Suella Braverman fired; Cameron replaces her
Suella Braverman was just starting to grab my attention. Then just like that – poof! – she’s gone. But she may return in some other capacity in the future, particularly as a challenger for the role of head of the Conservatives.
Braverman was the UK’s Home Secretary, and the reason I noticed her recently was that I was listening to a YouTube clip of a British radio show and caller after caller mentioned agreeing with an article she’d written criticizing the police for using a double standard in dealing with the recent anti-Israel protests. Braverman had claimed that the police favored the pro-Palestinian wing. The callers were also particularly incensed with the fact that a big demonstration had been held on what is known in Britain as Remembrance Day (Veterans Day here). Braverman obviously is a populist hero to a large group of Brits who are fed up with what’s happening in their country.
And so apparently she had to go, according to the central wing of the party. But did Sunak have to bring Cameron back?:
While her removal was no surprise, it was the appointment of Cameron which caused shock in the party. It was welcomed by more centrist lawmakers but loathed by some on the right who described it as the ultimate “Brexit surrender”.
It seems like a great big F-U to the Brexit crowd. It gives Labour – which seems to already be way ahead in polls – a ready-made opportunity to further criticize:
The Labour Party has consistently held an around 20-point lead in the polls, and [PM] Sunak has failed to reduce that gap.
He tried to relaunch himself as a representative of “change” at his party’s conference last month, when his message was overshadowed by a poorly communicated decision to cancel part of the country’s biggest rail project.
Labour had called Sunak weak since Braverman’s article was published on Wednesday. Now, opposition lawmakers said his decision to appoint Cameron was an act of desperation.
Lawmaker Pat McFadden, Labour’s national campaign coordinator, said: “A few weeks ago Rishi Sunak said David Cameron was part of a failed status quo, now he’s bringing him back as his life raft.”
What a mess. When strong conservative voices are needed, Britain gets this. On that same radio show I was listening to – before Bravermn’s sacking – the callers were also already calling Sunak weak and gutless. I can just imagine what they’re saying now.
NOTE: By the way, the Sunak/Braverman spat is an example of an altercation between two people of East Indian ethnicity, a little bit like our own Haley/Ramaswamy spat. Braverman was born in London and her husband is Jewish; he came to the UK as a teenager from South Africa, also has lived in Israel, and has relatives in the IDF.
I might see Vivek next Sunday. I might ask him what’s going on between him and Nikki; other than the fact that she’s been bribed with $8m by the military-industrial complex.
niki does have the reverse magic eightball, adopt issues your base doesn’t want,
suella pulled support from the last prime minister whose name escapes me, she didn’t last long enough to be memorable,
if a vociferous horde in your streets on remembrance day isn’t reason to act, then when will it be,
I think England is on the steep part of the slide to being over. Once you react with fear to Islam they will seize on that and exploit it. Between fertility and terror they will win.

### Data section

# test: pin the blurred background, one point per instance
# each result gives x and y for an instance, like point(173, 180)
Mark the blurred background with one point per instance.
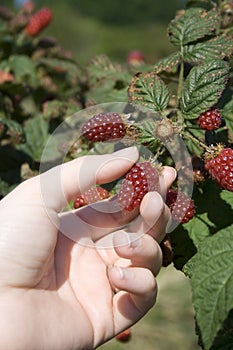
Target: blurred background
point(115, 27)
point(88, 28)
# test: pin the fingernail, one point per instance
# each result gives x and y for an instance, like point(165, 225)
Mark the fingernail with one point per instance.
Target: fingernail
point(121, 239)
point(116, 271)
point(127, 152)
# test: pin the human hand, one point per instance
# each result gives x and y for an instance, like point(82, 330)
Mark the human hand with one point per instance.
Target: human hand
point(74, 280)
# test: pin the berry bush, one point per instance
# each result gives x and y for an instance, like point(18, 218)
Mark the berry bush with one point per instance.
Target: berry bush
point(188, 96)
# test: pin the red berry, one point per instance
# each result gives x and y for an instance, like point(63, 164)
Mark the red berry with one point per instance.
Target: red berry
point(210, 120)
point(104, 127)
point(135, 58)
point(141, 178)
point(39, 21)
point(181, 206)
point(124, 336)
point(92, 195)
point(219, 163)
point(28, 7)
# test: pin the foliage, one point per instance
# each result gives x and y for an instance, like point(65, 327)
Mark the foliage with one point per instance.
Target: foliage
point(41, 85)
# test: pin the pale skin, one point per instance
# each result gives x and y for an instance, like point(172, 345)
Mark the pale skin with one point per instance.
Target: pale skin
point(65, 294)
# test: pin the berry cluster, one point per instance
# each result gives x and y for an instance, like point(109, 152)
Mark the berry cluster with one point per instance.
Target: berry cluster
point(92, 195)
point(219, 163)
point(142, 178)
point(39, 21)
point(104, 127)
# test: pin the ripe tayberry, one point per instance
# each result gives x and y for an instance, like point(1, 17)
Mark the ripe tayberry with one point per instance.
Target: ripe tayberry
point(124, 336)
point(219, 163)
point(210, 120)
point(39, 21)
point(104, 127)
point(92, 195)
point(181, 206)
point(142, 178)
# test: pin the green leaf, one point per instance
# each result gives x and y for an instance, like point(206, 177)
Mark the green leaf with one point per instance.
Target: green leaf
point(227, 113)
point(205, 4)
point(11, 160)
point(216, 48)
point(194, 24)
point(203, 87)
point(37, 134)
point(102, 69)
point(149, 91)
point(12, 128)
point(182, 246)
point(168, 64)
point(60, 66)
point(108, 81)
point(212, 283)
point(23, 68)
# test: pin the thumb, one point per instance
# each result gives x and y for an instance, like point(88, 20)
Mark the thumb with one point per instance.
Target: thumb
point(63, 183)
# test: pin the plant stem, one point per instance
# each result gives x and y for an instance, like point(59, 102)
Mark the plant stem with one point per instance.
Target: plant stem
point(181, 75)
point(188, 135)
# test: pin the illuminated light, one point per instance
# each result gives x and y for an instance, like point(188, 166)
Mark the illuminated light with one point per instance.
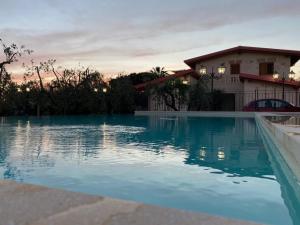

### Set tasks
- 1) Return the passage of the post on Suella Braverman's firing that starts at "He tried to" and ends at "they’re saying now.", word for word.
- 2) Write the next part of the post about Suella Braverman's dismissal, picking up after its final sentence.

### Results in order
- 1)
He tried to relaunch himself as a representative of “change” at his party’s conference last month, when his message was overshadowed by a poorly communicated decision to cancel part of the country’s biggest rail project.
Labour had called Sunak weak since Braverman’s article was published on Wednesday. Now, opposition lawmakers said his decision to appoint Cameron was an act of desperation.
Lawmaker Pat McFadden, Labour’s national campaign coordinator, said: “A few weeks ago Rishi Sunak said David Cameron was part of a failed status quo, now he’s bringing him back as his life raft.”
What a mess. When strong conservative voices are needed, Britain gets this. On that same radio show I was listening to – before Bravermn’s sacking – the callers were also already calling Sunak weak and gutless. I can just imagine what they’re saying now.

- 2)
The Tories are going to get absolutely shellacked in the election next year. Destroyed. In all the years they have been in charge all this woke garbage has gotten worse. They are truly useless. They make the Republicans look strong by comparison.
Their future needs to be people like Braverman and Kemi Badenoch not Sunak and Cameron.
I’m Ready for Rishi to be run clear to the back benches. The Conservative Party is the Capitol Hill / K-Street Republicans on steroids, ever betraying their voters and the common good.
Never underestimate Britain (even though things do seem a bit iffy at the moment—they’re trying to feed the ali-gator but they’ll surely have to wake up at some point…won’t they?)
Yes, the Tories are in trouble—and rightly so—but it seems to me that Labour is in worse trouble.
(I could of course be wrong about that…)
P.S. miguel: Liz Truss.
Related, from the Israeli ambassador to Britain:
“…Demonstrations do not represent UK street;
“Israeli Amb. to the UK says the British govt. understands the magnitude of the Hamas massacre, public does not support Islamic extremists.”—
https://www.israelnationalnews.com/news/380259
(The question, though, is how accurate is it….)
“they’re trying to feed the ali-gator” Good one, Barry M.!
It doesn’t seem that Tories have been able to put up an actually conservative government since the inimitable Margaret Thatcher.
OTOH…there’s this rather sobering assessment…
“London Has Fallen; UPDATED”—
https://hotair.com/david-strom/2023/11/13/london-has-fallen-n591974
H/T Powerline blog….
Thanks barry, but she didnt long enough to matter
UK voters throwing the Tories out of power and in their place installing an even more leftist Labor will be a case of jumping from the frying pan into the fire.
The UK has its own Uni-Party. Equally aligned with WEF.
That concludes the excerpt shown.